Using the records below, repeat exactly the lines from the one holding "Could you spot the boat" through the one holding "Could you spot the man wearing blue", both ends included, and no others.

[RECORDS PROVIDED]
——————

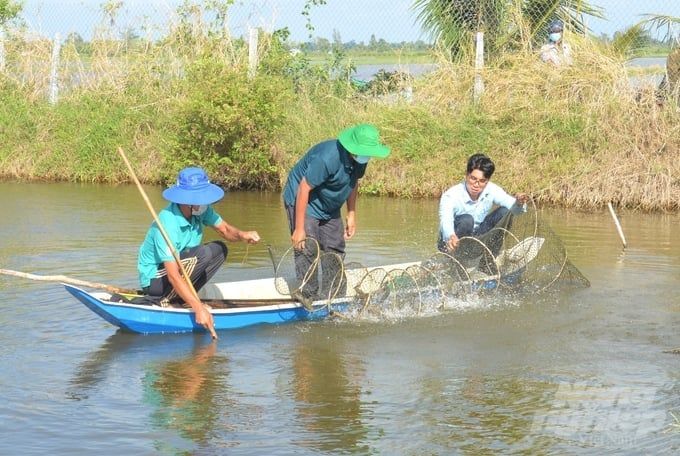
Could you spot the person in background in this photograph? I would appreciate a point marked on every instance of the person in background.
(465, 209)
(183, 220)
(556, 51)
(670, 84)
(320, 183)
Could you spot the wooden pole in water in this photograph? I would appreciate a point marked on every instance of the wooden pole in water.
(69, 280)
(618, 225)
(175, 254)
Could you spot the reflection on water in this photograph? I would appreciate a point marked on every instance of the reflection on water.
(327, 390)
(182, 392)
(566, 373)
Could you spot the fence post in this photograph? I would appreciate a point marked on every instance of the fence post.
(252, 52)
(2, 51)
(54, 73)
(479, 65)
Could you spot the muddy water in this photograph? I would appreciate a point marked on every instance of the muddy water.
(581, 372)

——————

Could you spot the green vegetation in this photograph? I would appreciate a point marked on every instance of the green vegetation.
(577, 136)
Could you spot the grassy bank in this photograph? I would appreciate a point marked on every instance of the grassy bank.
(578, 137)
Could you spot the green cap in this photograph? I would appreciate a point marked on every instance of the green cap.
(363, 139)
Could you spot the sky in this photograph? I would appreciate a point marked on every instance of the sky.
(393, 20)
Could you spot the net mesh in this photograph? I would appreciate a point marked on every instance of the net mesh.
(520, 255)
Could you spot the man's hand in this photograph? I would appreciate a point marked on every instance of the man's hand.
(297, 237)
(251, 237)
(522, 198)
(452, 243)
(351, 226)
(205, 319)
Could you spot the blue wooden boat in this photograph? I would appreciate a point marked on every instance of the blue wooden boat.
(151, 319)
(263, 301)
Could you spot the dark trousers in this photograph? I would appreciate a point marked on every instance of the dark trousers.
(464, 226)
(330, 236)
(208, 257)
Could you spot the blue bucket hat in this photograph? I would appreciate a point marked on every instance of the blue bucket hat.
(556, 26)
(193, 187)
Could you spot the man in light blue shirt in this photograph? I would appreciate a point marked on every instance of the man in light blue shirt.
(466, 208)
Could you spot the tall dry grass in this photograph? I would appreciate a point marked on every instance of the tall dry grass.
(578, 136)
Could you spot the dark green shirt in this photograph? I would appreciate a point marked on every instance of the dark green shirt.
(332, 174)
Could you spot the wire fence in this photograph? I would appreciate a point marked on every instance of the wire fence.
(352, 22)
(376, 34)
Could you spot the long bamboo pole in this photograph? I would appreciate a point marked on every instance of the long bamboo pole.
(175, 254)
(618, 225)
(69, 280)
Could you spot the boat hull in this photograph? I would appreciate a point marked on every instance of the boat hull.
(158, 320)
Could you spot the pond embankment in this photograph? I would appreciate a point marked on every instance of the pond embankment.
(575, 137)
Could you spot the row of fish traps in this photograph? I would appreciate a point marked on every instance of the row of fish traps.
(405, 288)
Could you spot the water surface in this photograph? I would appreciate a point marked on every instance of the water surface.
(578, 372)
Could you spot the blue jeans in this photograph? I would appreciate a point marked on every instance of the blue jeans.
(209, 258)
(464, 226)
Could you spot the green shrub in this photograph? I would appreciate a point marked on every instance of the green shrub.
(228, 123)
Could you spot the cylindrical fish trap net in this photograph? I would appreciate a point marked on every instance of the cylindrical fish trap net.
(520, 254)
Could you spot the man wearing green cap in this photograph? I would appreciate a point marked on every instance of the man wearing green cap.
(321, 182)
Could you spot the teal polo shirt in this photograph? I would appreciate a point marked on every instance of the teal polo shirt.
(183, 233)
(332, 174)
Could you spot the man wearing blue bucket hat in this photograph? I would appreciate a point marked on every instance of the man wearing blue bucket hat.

——————

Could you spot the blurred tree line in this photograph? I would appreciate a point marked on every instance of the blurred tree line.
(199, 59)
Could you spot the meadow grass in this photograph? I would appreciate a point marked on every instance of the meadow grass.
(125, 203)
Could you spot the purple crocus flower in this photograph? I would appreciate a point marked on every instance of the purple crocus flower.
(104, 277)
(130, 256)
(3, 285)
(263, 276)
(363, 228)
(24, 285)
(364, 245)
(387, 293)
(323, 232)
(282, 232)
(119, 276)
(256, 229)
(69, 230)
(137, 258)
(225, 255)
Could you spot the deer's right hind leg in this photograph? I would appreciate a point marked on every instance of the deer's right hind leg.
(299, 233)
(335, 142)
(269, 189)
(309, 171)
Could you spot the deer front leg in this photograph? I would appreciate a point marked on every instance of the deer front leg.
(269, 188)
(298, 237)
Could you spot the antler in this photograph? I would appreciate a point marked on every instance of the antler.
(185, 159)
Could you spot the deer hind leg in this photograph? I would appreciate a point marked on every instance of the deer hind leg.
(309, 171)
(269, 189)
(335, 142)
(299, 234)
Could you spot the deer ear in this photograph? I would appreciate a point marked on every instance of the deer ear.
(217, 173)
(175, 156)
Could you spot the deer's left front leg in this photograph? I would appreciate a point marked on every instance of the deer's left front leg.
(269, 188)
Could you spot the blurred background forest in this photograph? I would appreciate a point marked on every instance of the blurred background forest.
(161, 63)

——————

[SOLUTION FOR THIS PROBLEM]
Could you spot the boat hull in this photograph? I would appreciate a point marked on every instance of the boat hull.
(158, 320)
Could you spot the pond embankment in this photograph? I would appreciate a point marked on every instance of the pond embankment.
(575, 137)
Could you spot the row of fish traps in this photograph? I would appreciate a point marked on every instance of the row of fish traps.
(405, 288)
Could you spot the water surface in this photograph? I would appreciate a point marked on every instance of the water surface.
(578, 372)
Could you spot the blue jeans in this photograph? I would appreciate a point marked on every instance of the blue jeans.
(209, 258)
(464, 226)
Could you spot the green shrub in this photograph? I would appreciate a point marked on every instance of the green shrub.
(228, 123)
Could you spot the cylindrical fish trap net in this photograph? I would appreciate a point marked on every instance of the cylindrical fish trap net.
(520, 254)
Could you spot the man wearing green cap in this photograph? I would appreciate a point marked on every instance of the man wearing green cap.
(321, 182)
Could you spot the teal polo shirt in this photograph? I would appreciate a point marked on every instance of the teal polo shirt.
(183, 233)
(332, 174)
Could you spot the man wearing blue bucket hat in this photograph? I would appreciate a point marked on every instance of the man wearing blue bucket hat.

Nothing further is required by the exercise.